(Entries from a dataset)
▼

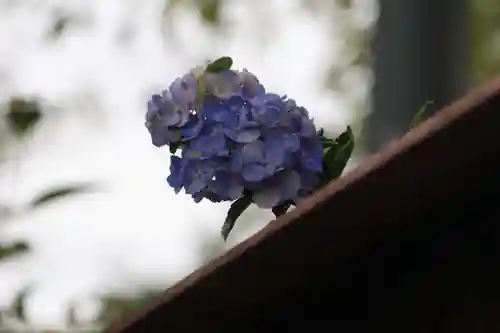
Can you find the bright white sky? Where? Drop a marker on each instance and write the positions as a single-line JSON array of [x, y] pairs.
[[136, 230]]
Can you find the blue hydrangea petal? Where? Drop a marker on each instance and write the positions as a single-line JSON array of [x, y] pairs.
[[274, 152], [268, 109], [197, 175], [244, 135], [211, 142], [311, 155], [175, 179], [253, 152], [254, 172], [191, 128], [227, 185], [224, 84], [183, 91]]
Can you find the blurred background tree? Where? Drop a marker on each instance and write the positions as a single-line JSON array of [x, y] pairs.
[[349, 76]]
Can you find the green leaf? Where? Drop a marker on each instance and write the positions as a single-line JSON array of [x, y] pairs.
[[281, 209], [237, 208], [59, 193], [23, 115], [173, 146], [336, 157], [210, 11], [14, 249], [419, 117], [219, 65]]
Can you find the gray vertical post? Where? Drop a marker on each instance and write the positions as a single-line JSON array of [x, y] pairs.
[[420, 51]]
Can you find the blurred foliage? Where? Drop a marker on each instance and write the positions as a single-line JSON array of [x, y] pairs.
[[485, 39], [7, 251], [115, 307], [23, 115]]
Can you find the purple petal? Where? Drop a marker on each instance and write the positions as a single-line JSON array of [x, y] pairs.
[[267, 198], [253, 152], [183, 91], [246, 135], [254, 172]]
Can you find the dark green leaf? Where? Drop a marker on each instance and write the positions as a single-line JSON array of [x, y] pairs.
[[419, 117], [59, 193], [14, 249], [220, 65], [23, 115], [173, 146], [281, 209], [336, 158], [210, 11], [237, 208]]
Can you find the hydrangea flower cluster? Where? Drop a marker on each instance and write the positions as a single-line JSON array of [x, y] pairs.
[[235, 138]]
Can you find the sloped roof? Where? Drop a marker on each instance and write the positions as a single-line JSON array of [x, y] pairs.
[[410, 175]]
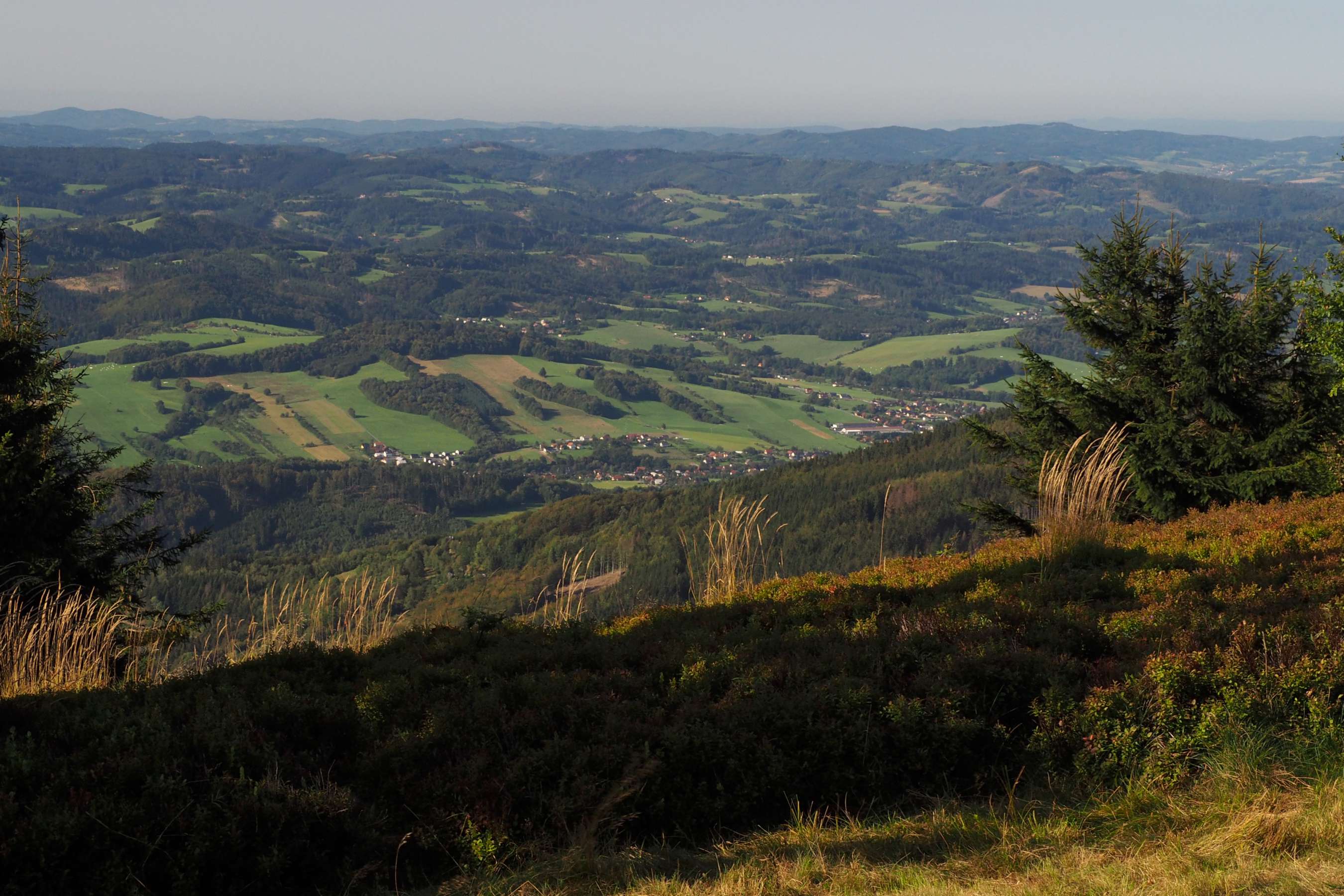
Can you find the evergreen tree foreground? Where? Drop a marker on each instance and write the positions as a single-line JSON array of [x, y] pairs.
[[1226, 398], [70, 519]]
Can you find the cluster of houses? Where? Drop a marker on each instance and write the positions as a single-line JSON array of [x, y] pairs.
[[393, 457], [711, 465], [903, 417]]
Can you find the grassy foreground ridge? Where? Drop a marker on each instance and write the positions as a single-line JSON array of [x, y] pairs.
[[1149, 707]]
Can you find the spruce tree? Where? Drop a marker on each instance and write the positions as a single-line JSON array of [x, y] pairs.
[[69, 518], [1225, 402]]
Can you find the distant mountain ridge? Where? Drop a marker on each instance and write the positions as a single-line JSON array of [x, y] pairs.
[[1057, 143]]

▲

[AIM]: Edit the material from its start up to and including the line with "[[410, 175]]", replacing "petal" with "blossom" wherever it occurs and keeping everything else unchanged. Leave the pictures out of your answer.

[FINISHED ANSWER]:
Can you find the bright white sky? Where? Drop a marker on each instance and write the positions as a single-line JSON array of [x, y] pairs.
[[136, 230]]
Can you find the blue hydrangea blossom? Where? Drop a marker on each instance and write the positions as a single-line JSON array of [x, y] pairs.
[[274, 152], [268, 109], [197, 175], [244, 135], [211, 142], [311, 155], [175, 179], [253, 152], [254, 172], [191, 128], [227, 185], [224, 84], [183, 91]]
Can you find the blurred background tree? Where? Drop a marker on each instance and write the positions as a single-line JSON array of [x, y] pairs.
[[349, 76]]
Can you find the green leaf? Where? Drop a marker on each instance and write the positions as a single-line JSON array of [x, y] pairs.
[[281, 209], [237, 208], [59, 193], [23, 115], [173, 146], [336, 157], [210, 11], [14, 249], [419, 117], [219, 65]]
Can you find the gray vertical post? Where? Drop a marker on each instance and write the positions as a single-line JSON array of [x, y] pairs.
[[420, 51]]
Can you find the blurred foliage? Where? Drop a marker on each instance and write the positions as a single-line JSON array of [x, y] pairs.
[[485, 39], [7, 251], [115, 307], [23, 115]]
Can you find the purple blossom? Where? Drop a marker on each instance and write the positions as a single-line JSON array of [x, y] pairs.
[[267, 198], [253, 152], [183, 91], [246, 135], [254, 172]]
Can you find the dark green leaf? Where? Drop a marker on each instance and write the positions as a single-line JSON array of [x, y] pairs.
[[419, 117], [59, 193], [14, 249], [220, 65], [23, 115], [173, 146], [281, 209], [336, 158], [210, 11], [237, 208]]
Can you find the hydrangea flower cluster? Where? Drop a marker on each instance and write the positions as a single-line JSON array of [x, y] pairs.
[[235, 138]]
Can you find the sloped roof? Where? Drop a marker on each instance and write the positions as a single-line JSON array of [x, y] pairs.
[[410, 175]]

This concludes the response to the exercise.